#### [EXERCISE OBJECTIVE]
The result should be all the records, exact and complete, without a single picture.

#### [Image point grounding data]
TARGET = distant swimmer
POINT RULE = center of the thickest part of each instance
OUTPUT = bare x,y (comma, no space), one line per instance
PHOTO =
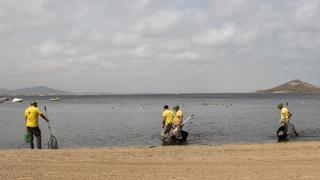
31,116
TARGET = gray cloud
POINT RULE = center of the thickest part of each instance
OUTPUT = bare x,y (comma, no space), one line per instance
158,46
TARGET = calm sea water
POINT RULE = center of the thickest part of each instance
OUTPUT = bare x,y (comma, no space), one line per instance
135,120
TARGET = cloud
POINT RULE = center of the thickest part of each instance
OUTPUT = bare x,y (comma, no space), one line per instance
81,43
215,36
160,22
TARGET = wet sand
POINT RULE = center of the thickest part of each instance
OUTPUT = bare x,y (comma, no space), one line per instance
298,160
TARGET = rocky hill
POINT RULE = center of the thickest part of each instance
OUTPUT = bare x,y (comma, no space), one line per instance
295,86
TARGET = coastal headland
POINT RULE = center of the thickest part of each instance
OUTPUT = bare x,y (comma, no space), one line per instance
292,160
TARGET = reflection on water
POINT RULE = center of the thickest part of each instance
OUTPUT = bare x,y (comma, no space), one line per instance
135,120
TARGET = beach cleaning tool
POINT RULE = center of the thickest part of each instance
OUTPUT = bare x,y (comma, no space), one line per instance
166,137
52,142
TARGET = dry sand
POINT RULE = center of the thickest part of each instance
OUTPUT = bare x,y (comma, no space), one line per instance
256,161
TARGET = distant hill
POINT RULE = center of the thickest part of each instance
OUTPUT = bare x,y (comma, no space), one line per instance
294,86
36,90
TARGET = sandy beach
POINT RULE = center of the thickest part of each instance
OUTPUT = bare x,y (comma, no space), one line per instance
299,160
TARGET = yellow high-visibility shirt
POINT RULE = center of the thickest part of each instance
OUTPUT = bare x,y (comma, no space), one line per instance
177,117
168,115
31,114
284,113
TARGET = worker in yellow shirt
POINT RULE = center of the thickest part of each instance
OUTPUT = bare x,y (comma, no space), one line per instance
167,117
285,116
31,116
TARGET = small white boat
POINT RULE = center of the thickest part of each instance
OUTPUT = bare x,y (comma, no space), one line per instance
55,99
3,99
17,100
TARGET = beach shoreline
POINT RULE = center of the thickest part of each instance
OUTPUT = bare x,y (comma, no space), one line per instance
297,160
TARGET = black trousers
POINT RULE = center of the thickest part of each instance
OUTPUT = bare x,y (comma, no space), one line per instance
34,131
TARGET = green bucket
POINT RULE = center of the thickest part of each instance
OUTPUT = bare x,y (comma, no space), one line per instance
26,137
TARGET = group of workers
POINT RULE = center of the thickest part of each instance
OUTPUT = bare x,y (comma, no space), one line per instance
170,120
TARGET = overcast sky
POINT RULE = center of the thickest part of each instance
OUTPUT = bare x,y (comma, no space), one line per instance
158,46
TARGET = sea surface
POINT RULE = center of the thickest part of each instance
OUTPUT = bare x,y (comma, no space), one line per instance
135,120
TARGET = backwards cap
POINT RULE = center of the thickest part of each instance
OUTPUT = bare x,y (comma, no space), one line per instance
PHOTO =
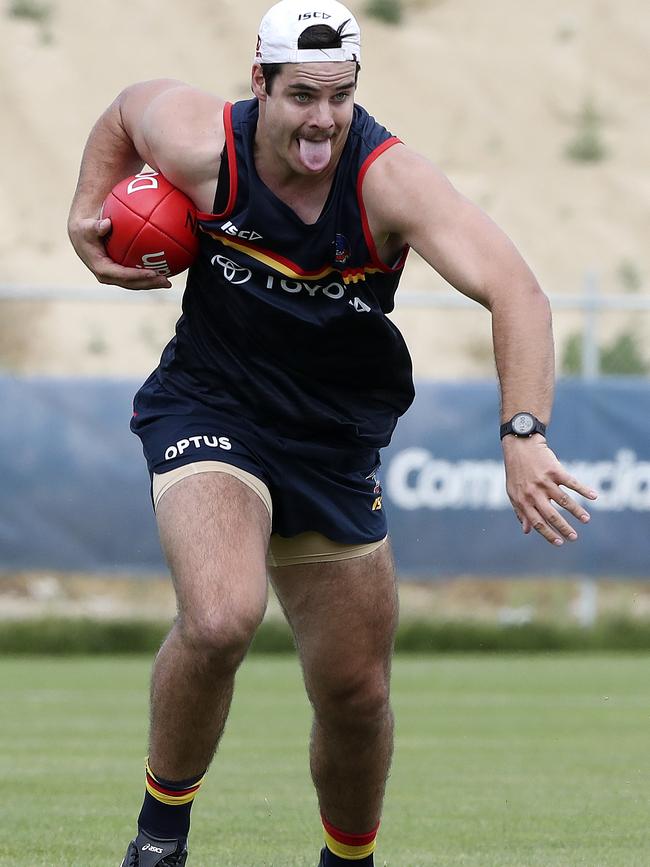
283,24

#### [WRITTEN RESPONSE]
TARGET = distant swimmer
POINT RULE = center of the thickest part of each instance
OUTPUT = bare x,y (comma, no space), one line per instance
PHOTO =
31,116
TARGET = gray cloud
POINT RULE = center of the thickest part of each instance
OUTPUT = bare x,y (comma, no space), one line per instance
158,46
TARGET = calm sea water
POINT RULE = center of the thickest part of each instance
OUTPUT = bare x,y (comma, no space), one line per instance
135,120
TARGET = cloud
POINT RULE = center of the thickest part of each instance
OUTPUT = bare x,y (comma, no space), one line per instance
81,43
215,36
160,22
TARGET = wet sand
POINT RULE = center of the thickest part of each instance
OUTPUT = bare x,y (comma, no space), one line per instance
298,160
TARGET = rocky hill
POINT RULE = center of the thickest part of each instance
OUTPUT = bare x,y (comma, no space), one line per instance
295,86
TARGET = coastal headland
POINT RULE = center of the thickest part of each instance
OUTPUT = bare x,y (comma, no space), one line per instance
292,160
TARGET = reflection on water
POINT RULE = center of the thickest part of each instance
OUTPUT = bare x,y (comma, no space), one line per instance
135,120
TARGET = beach cleaning tool
POINT RULE = center of the thickest part of each instance
OUTPUT = bare x,y (comma, no space), one line per instance
166,137
52,142
TARGET = dry sand
POINT RULE = center of the thickest part of each instance
OUTPUT = bare x,y (comma, no space), one line per instance
256,161
TARGET = distant hill
POINT RULE = center of the thickest part of each instance
OUTPUT = bare x,y (comma, no space), one line per instance
294,86
36,90
TARGET = sandy beach
POINT RULE = center of the thickest part of each instance
OUTPUT = bare x,y (comma, no space), one line per instance
299,160
TARGET = yellow high-visibility shirt
POINT RULE = center of the thickest part of each instance
OUTPUT = bare x,y (comma, no space), one line per instance
177,117
168,115
31,114
284,113
TARGET = worker in yellow shirt
POINT RULE = center of the thickest part of each instance
OUTPUT = bare x,y (comma, no space), one line per instance
167,117
285,116
31,116
TARGET = small white boat
POINT RULE = center of the thickest part of each instance
OUTPUT = bare x,y (comma, no space), one line per instance
55,99
3,99
17,100
TARGET = beach shoreline
POINT RULE = center of the thickest part of each instance
OUTPUT = bare x,y (comma, no space), one line per instance
297,160
TARGET = black trousers
POINT RULE = center of the thickest part of each instance
OUTPUT = bare x,y (comma, no space), one line per instance
34,131
TARGET = green bucket
POINT RULE = center of the thickest part of each instance
OUTPUT = bare x,y (comma, no space), one line per instance
26,137
TARGET = group of workers
POINT RULE = center of the thickest part of each instance
OUTPUT = bare x,y (comma, no space), one line per instance
170,120
TARGET = overcast sky
POINT RULE = center of the thickest part of each instance
OUTPUT = bare x,y (comma, no space), one line per instance
158,46
TARGET = sea surface
POINT RULE = center of the thickest part of each instance
OUTPUT = bare x,y (comma, no space), one line per instance
135,120
TARGET = backwards cap
POINT RULE = center of the thickest part of each instance
OUTPUT = bare x,y (comma, no space), one line per instance
PHOTO =
283,24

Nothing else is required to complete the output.